- [TASK REQUIREMENTS] Would you please copy each line below that includes the string "Target"?

*** EXERCISE DATA ***

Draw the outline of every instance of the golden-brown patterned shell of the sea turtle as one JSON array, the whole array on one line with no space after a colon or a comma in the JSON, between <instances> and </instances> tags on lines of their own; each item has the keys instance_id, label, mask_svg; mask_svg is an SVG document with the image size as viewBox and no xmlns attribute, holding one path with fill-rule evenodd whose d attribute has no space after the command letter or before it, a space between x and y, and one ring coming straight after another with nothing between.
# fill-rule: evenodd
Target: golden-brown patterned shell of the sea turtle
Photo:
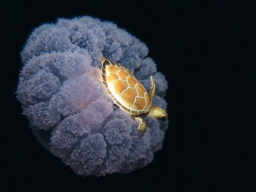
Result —
<instances>
[{"instance_id":1,"label":"golden-brown patterned shell of the sea turtle","mask_svg":"<svg viewBox=\"0 0 256 192\"><path fill-rule=\"evenodd\" d=\"M124 66L102 59L102 82L113 95L115 103L134 116L148 113L153 103L141 82Z\"/></svg>"}]
</instances>

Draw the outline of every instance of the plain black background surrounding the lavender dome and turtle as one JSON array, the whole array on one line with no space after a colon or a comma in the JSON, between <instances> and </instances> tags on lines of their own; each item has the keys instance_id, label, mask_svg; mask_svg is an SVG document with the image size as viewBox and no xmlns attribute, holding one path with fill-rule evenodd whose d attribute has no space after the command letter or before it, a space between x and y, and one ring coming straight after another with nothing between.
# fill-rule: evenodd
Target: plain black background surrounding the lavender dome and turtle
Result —
<instances>
[{"instance_id":1,"label":"plain black background surrounding the lavender dome and turtle","mask_svg":"<svg viewBox=\"0 0 256 192\"><path fill-rule=\"evenodd\" d=\"M171 2L1 3L2 188L253 191L255 149L249 136L254 137L255 115L249 112L255 99L255 5L245 0ZM36 142L15 99L19 52L32 30L81 15L112 21L145 42L169 82L170 123L163 148L150 165L132 173L77 176Z\"/></svg>"}]
</instances>

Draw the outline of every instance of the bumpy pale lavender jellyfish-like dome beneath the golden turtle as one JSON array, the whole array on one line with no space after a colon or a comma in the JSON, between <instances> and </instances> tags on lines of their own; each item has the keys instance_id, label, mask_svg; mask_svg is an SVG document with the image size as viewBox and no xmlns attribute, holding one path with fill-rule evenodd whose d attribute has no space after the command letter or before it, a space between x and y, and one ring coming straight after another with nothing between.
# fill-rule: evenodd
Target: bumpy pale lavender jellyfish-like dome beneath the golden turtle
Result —
<instances>
[{"instance_id":1,"label":"bumpy pale lavender jellyfish-like dome beneath the golden turtle","mask_svg":"<svg viewBox=\"0 0 256 192\"><path fill-rule=\"evenodd\" d=\"M128 173L162 148L168 121L144 117L147 129L114 104L101 82L102 55L127 67L166 110L168 84L144 43L90 16L58 19L29 36L21 52L17 98L37 140L81 176Z\"/></svg>"}]
</instances>

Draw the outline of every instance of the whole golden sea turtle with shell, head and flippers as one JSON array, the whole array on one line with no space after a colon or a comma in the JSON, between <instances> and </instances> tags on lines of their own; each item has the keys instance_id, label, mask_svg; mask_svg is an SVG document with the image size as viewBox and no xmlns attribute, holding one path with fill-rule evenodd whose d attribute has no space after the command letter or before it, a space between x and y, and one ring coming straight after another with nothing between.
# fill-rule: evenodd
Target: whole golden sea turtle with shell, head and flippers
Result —
<instances>
[{"instance_id":1,"label":"whole golden sea turtle with shell, head and flippers","mask_svg":"<svg viewBox=\"0 0 256 192\"><path fill-rule=\"evenodd\" d=\"M140 132L144 133L146 130L146 122L142 116L149 115L164 121L167 120L167 112L152 103L156 93L156 84L152 76L152 87L147 93L141 82L126 67L106 59L104 56L100 59L100 63L102 63L103 85L106 86L110 95L114 97L115 103L122 110L131 114L132 118L140 120Z\"/></svg>"}]
</instances>

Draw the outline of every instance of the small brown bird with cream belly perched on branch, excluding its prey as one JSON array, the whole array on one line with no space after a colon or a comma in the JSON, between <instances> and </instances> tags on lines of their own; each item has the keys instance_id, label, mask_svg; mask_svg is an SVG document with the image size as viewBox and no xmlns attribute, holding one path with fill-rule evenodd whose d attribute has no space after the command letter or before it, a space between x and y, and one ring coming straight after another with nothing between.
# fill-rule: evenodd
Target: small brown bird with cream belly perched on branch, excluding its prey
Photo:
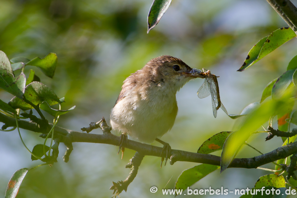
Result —
<instances>
[{"instance_id":1,"label":"small brown bird with cream belly perched on branch, excluding its prey","mask_svg":"<svg viewBox=\"0 0 297 198\"><path fill-rule=\"evenodd\" d=\"M166 55L151 59L124 80L111 110L112 128L140 142L157 140L164 145L167 161L171 148L158 138L174 124L178 111L176 92L193 78L205 78L200 74L179 58Z\"/></svg>"}]
</instances>

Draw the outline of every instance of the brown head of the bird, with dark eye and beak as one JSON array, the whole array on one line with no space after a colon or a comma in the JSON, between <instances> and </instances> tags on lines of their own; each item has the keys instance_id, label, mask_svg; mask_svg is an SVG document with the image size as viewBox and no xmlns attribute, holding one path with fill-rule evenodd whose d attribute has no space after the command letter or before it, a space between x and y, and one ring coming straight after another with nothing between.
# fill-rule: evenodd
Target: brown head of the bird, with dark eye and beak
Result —
<instances>
[{"instance_id":1,"label":"brown head of the bird, with dark eye and beak","mask_svg":"<svg viewBox=\"0 0 297 198\"><path fill-rule=\"evenodd\" d=\"M170 83L180 89L193 78L205 78L201 71L192 69L181 59L173 56L159 56L151 59L147 64L151 72L151 80L156 83Z\"/></svg>"}]
</instances>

*** End of EXERCISE DATA ***

- [SOLUTION TO THIS PROBLEM]
Target: golden-brown patterned shell of the sea turtle
Target: plain black background surrounding the lavender dome and turtle
Target: bumpy pale lavender jellyfish-like dome beneath the golden turtle
Target: whole golden sea turtle with shell, head and flippers
Target: small brown bird with cream belly perched on branch, excluding its prey
Target: brown head of the bird, with dark eye and beak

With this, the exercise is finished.